#### Given exercise
Please copy the rows from the line with "the sheep ear" through the end of the rows, swapping "camera-trap tally" for "wildlife count" everywhere it appears and changing nothing else.
* * *
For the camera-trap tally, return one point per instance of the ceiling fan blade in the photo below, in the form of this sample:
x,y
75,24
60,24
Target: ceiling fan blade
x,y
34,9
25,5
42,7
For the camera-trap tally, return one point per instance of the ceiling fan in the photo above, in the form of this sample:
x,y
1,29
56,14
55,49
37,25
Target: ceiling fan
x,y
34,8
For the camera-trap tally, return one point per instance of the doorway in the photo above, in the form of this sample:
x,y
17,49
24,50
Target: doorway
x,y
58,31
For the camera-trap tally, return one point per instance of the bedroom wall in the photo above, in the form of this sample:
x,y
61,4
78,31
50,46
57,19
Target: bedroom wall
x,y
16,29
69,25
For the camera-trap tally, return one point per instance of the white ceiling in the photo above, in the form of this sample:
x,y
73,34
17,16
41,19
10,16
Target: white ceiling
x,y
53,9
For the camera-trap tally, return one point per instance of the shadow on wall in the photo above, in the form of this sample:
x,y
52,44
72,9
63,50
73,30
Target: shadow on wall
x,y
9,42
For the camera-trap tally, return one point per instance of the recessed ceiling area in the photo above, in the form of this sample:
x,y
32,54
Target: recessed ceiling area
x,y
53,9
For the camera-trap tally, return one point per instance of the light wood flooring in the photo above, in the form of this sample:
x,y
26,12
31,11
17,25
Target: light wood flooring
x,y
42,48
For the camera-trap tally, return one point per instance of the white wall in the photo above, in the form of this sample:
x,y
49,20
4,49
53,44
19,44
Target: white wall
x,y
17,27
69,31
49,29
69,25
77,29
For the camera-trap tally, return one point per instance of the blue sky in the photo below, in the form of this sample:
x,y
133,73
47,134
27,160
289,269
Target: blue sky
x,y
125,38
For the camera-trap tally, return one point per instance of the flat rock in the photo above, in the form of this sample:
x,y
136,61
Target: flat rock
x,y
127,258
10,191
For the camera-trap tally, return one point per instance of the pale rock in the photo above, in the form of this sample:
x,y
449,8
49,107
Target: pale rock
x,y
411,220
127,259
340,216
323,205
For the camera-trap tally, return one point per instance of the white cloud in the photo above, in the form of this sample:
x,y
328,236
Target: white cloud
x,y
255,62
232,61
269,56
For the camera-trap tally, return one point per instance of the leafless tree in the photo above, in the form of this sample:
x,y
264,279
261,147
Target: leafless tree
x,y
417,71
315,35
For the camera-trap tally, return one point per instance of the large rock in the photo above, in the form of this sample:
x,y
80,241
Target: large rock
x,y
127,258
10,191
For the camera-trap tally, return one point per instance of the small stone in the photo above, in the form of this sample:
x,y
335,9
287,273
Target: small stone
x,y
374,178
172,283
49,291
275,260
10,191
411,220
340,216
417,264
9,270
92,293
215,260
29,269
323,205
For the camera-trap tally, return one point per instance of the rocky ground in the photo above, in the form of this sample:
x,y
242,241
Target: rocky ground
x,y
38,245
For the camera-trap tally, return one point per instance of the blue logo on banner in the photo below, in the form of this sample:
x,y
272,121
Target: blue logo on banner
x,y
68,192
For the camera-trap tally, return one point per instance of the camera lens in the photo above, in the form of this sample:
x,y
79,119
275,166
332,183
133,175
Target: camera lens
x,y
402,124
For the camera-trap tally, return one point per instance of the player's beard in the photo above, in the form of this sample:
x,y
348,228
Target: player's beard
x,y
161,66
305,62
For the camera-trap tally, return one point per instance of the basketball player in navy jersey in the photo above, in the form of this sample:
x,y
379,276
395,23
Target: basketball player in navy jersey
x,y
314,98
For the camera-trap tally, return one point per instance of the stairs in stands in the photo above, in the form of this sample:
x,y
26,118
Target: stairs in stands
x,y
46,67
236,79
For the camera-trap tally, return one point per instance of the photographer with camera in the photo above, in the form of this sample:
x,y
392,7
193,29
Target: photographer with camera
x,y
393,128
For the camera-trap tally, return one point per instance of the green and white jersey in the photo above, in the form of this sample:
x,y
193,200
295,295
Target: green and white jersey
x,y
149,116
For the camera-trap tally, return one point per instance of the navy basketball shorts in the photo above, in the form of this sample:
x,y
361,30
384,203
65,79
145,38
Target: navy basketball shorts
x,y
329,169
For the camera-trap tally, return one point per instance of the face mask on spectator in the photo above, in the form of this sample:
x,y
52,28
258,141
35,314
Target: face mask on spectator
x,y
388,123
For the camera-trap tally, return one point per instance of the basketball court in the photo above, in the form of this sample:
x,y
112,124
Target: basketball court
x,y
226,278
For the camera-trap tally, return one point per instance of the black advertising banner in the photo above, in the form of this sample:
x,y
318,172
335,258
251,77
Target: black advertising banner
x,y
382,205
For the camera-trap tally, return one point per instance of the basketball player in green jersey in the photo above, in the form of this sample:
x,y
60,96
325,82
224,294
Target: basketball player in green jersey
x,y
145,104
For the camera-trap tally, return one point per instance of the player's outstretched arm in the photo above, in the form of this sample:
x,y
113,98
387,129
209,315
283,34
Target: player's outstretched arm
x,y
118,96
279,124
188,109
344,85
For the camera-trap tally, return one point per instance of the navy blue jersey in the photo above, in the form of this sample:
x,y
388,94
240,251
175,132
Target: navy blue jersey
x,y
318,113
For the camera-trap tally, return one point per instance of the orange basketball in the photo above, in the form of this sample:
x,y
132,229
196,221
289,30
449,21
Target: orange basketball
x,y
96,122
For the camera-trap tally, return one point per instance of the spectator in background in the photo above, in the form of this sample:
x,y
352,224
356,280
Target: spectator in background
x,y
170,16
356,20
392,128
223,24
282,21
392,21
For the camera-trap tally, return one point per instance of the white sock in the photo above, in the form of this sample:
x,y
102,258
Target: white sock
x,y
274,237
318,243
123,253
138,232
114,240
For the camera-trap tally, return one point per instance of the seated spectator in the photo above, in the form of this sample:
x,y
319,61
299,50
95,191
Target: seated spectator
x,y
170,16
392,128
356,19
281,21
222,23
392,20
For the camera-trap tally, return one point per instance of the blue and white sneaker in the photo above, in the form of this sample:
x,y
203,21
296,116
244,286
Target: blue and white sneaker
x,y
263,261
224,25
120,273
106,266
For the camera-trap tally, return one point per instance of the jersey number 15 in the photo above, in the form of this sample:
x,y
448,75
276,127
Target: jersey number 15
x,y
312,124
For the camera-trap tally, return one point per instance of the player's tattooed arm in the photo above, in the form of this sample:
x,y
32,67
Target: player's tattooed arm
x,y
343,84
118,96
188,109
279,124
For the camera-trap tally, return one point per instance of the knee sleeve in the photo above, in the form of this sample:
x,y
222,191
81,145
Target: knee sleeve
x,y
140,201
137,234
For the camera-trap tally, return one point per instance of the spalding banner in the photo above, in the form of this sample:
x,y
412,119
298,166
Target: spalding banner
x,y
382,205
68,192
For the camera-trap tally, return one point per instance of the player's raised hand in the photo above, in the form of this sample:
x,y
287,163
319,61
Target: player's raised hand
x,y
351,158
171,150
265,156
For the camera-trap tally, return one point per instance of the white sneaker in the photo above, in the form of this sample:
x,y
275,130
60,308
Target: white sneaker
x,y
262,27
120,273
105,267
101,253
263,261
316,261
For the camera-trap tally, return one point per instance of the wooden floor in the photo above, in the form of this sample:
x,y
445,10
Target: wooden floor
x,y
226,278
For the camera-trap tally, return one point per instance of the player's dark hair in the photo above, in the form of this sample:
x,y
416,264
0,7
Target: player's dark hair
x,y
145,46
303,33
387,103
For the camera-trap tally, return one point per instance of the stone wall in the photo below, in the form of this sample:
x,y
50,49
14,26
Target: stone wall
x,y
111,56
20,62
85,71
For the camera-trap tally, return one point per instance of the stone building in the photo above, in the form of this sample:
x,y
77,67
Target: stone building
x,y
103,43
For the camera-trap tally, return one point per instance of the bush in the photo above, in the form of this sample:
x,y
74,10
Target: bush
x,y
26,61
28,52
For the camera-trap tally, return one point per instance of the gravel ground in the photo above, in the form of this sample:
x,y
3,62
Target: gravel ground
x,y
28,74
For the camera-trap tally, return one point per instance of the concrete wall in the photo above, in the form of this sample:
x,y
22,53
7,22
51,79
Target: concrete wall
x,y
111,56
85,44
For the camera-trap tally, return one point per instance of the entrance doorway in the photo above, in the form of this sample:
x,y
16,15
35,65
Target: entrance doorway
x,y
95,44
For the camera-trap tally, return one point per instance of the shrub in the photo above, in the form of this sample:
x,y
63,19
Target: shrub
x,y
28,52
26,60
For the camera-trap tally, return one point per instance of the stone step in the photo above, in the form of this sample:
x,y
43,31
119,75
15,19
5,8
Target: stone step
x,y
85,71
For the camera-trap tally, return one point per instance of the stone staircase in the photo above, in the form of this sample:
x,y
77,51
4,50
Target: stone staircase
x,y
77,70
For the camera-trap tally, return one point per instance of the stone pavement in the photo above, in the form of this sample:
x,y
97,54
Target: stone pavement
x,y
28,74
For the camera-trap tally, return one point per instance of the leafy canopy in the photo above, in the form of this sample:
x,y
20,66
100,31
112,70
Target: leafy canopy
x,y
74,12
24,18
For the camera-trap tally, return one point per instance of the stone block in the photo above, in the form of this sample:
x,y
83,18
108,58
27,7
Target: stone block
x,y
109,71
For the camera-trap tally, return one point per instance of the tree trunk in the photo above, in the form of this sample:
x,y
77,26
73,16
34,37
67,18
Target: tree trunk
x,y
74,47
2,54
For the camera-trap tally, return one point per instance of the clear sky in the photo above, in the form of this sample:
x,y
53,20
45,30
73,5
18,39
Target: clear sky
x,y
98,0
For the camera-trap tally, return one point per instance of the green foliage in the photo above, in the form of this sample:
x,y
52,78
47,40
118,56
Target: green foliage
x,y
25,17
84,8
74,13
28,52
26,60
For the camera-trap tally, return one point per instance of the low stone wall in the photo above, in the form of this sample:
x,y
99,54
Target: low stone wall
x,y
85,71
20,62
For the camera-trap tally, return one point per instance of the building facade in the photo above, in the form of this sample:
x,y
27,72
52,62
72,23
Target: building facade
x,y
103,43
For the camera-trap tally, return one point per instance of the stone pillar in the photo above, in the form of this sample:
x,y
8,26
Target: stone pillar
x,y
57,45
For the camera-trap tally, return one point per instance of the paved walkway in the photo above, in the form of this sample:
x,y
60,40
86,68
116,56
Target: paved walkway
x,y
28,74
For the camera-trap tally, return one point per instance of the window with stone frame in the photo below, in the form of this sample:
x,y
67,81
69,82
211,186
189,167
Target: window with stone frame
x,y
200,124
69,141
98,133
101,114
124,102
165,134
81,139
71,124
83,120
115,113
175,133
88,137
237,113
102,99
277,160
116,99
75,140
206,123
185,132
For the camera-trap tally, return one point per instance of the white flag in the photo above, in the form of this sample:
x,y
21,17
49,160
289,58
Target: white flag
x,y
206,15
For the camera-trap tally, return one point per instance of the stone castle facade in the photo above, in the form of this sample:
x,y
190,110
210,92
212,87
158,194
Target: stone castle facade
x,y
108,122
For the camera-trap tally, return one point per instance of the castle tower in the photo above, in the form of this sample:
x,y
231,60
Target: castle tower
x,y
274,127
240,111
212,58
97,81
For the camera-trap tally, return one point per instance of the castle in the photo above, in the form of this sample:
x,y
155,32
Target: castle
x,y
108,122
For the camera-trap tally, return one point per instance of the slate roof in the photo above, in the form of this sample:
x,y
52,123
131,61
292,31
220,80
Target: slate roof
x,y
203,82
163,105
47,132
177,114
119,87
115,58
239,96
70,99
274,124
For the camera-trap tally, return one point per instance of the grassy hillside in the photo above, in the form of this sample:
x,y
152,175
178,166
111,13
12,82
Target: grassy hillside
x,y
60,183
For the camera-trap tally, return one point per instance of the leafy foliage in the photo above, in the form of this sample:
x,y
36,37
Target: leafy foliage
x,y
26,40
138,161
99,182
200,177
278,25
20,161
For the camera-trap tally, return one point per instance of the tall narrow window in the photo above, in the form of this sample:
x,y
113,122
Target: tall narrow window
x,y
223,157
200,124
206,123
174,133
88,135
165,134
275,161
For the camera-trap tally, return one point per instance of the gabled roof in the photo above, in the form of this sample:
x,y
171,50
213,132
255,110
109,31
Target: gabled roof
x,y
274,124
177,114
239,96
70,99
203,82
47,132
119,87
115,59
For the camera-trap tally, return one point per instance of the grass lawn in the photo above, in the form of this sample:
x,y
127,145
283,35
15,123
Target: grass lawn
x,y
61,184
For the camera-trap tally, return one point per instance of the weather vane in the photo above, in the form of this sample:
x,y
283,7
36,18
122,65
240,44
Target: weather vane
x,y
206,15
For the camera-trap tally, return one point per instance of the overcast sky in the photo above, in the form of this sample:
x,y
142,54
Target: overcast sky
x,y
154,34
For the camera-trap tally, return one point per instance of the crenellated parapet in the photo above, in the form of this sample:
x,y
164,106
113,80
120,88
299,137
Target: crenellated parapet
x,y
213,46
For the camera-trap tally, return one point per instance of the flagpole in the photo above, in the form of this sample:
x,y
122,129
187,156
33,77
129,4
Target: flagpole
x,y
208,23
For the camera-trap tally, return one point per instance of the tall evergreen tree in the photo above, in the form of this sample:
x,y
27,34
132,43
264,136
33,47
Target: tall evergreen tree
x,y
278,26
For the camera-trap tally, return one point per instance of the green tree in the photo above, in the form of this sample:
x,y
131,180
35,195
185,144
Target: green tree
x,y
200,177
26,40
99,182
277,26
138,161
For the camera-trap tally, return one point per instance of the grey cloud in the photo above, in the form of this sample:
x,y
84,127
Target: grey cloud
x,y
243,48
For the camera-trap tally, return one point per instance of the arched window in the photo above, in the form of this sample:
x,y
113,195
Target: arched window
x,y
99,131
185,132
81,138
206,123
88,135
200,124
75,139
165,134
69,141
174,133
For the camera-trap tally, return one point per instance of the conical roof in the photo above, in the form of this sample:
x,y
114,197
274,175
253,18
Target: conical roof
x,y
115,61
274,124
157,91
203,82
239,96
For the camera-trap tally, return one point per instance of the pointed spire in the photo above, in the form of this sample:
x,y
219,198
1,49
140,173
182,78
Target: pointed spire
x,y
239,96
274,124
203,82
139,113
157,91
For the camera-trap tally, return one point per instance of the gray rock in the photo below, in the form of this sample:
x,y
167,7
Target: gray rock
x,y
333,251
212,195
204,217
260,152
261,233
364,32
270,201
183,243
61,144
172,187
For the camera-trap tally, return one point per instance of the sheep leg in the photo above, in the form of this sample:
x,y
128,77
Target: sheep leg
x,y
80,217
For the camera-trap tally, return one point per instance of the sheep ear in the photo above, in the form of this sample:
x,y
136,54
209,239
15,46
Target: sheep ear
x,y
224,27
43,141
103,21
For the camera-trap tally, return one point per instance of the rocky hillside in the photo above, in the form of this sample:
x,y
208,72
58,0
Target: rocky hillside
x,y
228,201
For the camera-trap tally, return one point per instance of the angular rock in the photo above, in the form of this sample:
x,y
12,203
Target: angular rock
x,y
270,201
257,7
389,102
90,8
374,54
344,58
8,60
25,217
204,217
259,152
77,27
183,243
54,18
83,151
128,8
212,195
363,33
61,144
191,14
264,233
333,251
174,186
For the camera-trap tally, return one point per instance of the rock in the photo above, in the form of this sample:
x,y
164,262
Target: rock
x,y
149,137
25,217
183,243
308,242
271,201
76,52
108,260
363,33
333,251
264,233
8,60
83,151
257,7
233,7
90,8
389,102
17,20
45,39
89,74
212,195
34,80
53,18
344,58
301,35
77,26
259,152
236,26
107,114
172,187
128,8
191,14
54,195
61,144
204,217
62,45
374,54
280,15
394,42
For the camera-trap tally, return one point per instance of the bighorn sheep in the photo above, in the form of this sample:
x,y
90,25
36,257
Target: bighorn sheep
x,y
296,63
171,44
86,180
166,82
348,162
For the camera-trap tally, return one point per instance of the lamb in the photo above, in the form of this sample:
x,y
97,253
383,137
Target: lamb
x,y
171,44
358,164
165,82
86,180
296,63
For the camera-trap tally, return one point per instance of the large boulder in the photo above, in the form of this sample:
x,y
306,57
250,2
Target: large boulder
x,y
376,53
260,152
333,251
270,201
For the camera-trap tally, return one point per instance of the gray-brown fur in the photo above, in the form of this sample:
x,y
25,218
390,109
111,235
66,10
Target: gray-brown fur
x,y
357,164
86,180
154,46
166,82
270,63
* * *
#### Task result
For the wildlife count, return one point per instance of the sheep ear in the photo above, in the form of this sample:
x,y
136,54
209,239
15,46
Target: sheep ear
x,y
224,27
43,141
103,21
For the wildlife count, return one point per instance of the rocky hillside in the photo above, in the form of this sample:
x,y
208,72
58,0
Target: rocky hillside
x,y
228,201
For the wildlife count, return one point per instance of the angular rock in the photo above, in the form of this sample:
x,y
12,203
Target: angular rock
x,y
270,201
257,7
389,102
90,8
374,54
344,58
8,60
25,217
204,217
259,152
77,27
183,243
54,18
83,151
128,8
212,195
363,33
61,144
191,14
264,233
333,251
174,186
For the wildlife count, return one point per instance of the rock in the photo above, in the form of this sample:
x,y
164,262
Target: rock
x,y
149,137
25,217
183,243
308,242
271,201
76,52
108,260
363,33
333,251
264,233
8,60
83,151
257,7
233,7
90,8
389,102
17,20
45,39
89,74
212,195
34,80
53,18
344,58
301,35
77,26
259,152
236,26
107,114
172,187
128,8
191,14
54,195
61,144
204,217
62,45
374,54
280,15
394,42
For the wildlife count, return one point per instance of the bighorn sheep in the photo above, in the form of this sample:
x,y
90,25
36,257
Target: bighorn sheep
x,y
296,63
171,44
86,180
166,82
348,162
For the wildlife count, return one point per instance of the lamb in the photo above, in the form of this sample:
x,y
97,253
383,137
Target: lamb
x,y
171,44
358,164
165,82
86,180
296,63
For the wildlife count, return one point per instance of the large boulder in the photo above, in the form of this sample:
x,y
306,57
250,2
Target: large boulder
x,y
376,53
260,152
333,251
270,201
For the wildlife count, return one point per instance of the gray-brown fur in the photo above, in the form of this sample:
x,y
25,218
390,109
111,235
66,10
Target: gray-brown fur
x,y
357,164
86,180
154,46
166,82
270,63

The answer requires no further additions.